Data for the task
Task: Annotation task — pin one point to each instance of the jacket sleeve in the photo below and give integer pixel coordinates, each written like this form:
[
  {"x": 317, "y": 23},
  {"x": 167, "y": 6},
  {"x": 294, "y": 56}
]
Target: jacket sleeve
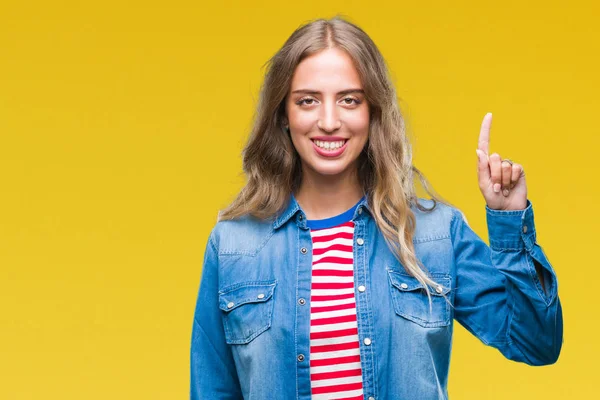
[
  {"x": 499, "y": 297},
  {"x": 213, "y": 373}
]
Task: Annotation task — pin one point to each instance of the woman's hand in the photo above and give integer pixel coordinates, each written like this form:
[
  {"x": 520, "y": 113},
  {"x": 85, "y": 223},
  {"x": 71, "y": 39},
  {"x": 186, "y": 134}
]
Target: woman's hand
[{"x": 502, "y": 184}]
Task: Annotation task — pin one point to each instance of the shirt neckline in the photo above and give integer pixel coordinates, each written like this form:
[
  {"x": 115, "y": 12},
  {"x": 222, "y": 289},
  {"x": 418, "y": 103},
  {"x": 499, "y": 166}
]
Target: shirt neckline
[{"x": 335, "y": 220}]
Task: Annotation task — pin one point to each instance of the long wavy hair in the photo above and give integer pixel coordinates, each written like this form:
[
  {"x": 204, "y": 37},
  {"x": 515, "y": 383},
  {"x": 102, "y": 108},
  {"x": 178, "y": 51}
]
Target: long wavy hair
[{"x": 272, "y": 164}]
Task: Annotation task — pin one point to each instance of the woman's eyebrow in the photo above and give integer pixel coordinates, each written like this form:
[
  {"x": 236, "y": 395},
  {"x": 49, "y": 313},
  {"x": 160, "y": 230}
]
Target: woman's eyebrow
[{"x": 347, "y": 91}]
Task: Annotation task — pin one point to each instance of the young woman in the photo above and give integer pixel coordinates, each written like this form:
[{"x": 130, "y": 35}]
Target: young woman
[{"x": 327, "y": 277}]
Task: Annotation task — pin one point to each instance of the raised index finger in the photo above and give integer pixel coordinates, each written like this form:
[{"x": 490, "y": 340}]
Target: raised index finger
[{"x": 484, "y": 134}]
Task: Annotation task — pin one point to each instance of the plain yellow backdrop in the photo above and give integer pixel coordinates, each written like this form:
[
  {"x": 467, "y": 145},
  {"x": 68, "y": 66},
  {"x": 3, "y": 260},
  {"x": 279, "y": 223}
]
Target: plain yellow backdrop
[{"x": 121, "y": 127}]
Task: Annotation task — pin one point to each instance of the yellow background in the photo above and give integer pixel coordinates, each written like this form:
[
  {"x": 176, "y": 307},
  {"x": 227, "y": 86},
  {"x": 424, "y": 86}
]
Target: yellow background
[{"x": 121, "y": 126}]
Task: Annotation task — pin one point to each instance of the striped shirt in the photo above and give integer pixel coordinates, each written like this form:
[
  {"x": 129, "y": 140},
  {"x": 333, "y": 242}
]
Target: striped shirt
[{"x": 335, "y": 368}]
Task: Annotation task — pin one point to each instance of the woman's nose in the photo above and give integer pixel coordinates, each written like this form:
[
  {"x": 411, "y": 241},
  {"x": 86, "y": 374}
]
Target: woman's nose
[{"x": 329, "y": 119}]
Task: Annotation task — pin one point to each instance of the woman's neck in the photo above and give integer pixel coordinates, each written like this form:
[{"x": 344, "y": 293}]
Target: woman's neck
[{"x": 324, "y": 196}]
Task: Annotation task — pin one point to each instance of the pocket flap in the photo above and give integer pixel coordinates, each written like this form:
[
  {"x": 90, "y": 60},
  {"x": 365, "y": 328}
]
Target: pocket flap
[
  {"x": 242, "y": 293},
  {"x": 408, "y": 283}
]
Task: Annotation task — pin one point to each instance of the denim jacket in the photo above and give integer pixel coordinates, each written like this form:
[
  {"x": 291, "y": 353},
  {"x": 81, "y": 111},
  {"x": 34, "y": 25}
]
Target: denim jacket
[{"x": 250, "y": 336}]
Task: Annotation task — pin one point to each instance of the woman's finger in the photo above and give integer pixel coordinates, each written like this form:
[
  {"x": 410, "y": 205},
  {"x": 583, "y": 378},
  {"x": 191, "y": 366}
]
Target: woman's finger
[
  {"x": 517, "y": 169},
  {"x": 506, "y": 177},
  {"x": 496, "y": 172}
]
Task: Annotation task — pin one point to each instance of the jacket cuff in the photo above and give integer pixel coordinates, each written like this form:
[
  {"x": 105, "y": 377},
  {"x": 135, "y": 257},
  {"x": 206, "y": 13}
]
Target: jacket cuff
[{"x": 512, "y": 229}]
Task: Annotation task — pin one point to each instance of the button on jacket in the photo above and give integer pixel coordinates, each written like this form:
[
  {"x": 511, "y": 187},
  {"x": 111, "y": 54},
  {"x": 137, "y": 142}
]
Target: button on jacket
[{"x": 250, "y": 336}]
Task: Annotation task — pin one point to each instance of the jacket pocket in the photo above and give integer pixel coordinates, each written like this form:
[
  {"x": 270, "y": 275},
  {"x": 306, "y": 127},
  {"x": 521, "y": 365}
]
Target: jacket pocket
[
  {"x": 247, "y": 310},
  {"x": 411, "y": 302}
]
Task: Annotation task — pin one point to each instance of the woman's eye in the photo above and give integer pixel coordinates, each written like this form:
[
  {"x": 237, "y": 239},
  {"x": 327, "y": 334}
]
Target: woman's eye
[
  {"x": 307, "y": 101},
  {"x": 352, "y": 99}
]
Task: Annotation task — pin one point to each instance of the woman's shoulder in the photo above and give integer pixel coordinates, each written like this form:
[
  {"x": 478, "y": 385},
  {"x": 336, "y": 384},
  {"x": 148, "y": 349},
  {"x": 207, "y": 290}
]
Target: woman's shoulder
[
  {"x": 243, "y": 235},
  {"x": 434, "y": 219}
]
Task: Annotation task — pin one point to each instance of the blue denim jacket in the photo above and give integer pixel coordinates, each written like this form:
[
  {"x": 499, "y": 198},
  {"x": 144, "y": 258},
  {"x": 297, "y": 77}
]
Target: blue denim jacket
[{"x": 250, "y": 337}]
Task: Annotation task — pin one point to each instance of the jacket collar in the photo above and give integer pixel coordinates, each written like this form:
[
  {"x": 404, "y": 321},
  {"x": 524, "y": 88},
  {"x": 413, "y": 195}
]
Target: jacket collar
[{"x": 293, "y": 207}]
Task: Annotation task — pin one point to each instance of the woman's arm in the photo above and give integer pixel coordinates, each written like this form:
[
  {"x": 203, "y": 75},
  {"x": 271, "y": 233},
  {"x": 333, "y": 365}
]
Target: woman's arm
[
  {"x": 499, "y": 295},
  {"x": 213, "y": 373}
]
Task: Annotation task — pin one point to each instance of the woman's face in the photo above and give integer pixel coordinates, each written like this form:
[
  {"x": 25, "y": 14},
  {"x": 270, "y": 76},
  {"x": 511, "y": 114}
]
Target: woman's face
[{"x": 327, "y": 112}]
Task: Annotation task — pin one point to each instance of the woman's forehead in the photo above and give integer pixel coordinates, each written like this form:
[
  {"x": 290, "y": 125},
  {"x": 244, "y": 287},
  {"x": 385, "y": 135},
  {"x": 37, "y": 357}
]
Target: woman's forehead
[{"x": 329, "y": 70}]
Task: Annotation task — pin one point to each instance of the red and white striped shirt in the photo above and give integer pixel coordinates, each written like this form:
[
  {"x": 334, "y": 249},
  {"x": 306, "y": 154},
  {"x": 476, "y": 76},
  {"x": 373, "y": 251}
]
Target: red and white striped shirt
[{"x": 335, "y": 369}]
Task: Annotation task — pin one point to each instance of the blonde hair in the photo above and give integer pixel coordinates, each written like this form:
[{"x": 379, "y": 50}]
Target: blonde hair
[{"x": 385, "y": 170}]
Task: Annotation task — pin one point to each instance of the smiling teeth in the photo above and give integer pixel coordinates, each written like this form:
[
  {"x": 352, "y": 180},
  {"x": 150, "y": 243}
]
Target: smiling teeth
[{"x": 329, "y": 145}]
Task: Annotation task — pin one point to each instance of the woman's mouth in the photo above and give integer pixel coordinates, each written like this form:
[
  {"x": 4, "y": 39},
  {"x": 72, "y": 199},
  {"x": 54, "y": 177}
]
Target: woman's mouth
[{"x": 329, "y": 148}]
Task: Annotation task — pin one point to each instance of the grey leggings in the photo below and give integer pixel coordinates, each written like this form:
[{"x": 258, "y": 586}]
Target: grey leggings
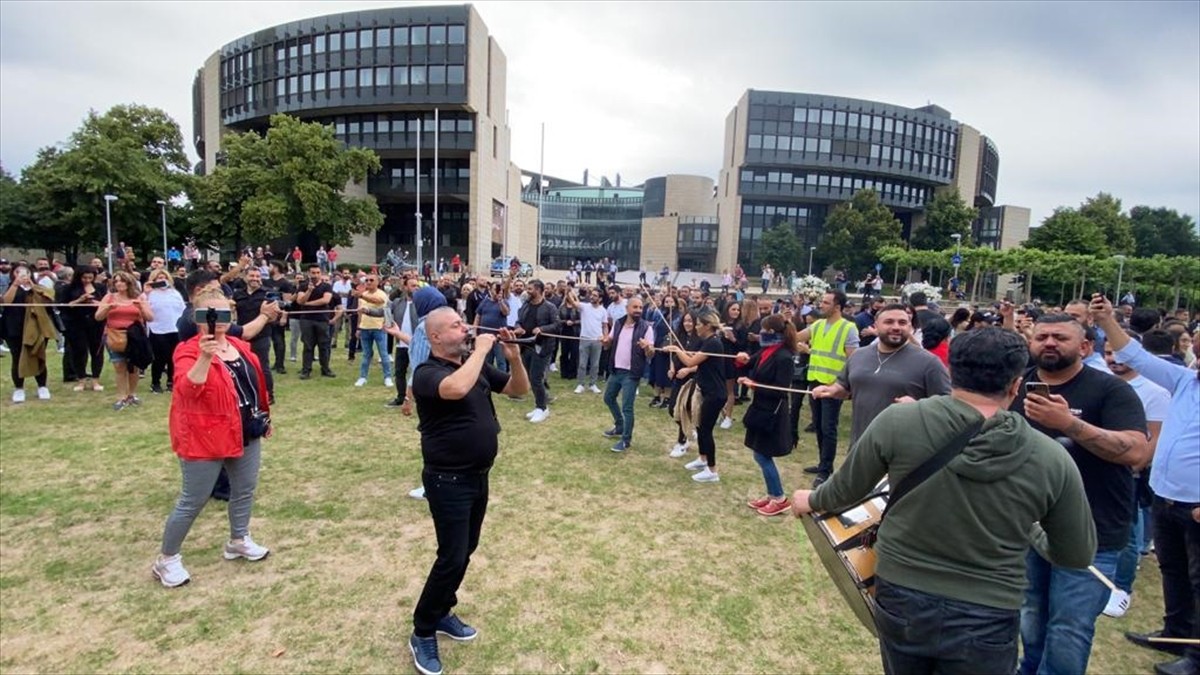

Exercise aim
All lines that contain the word "below" should be copied from the listing.

Reply to the task
Task: Annotation task — pin one point to each instance of the jacket sleeve in the photo below and give integer pixel coordinates, each written like this form:
Task: Annotation task — pin one point to each instance of the grey leggings in the photo below and give integer pixel coordinates, each written like this form:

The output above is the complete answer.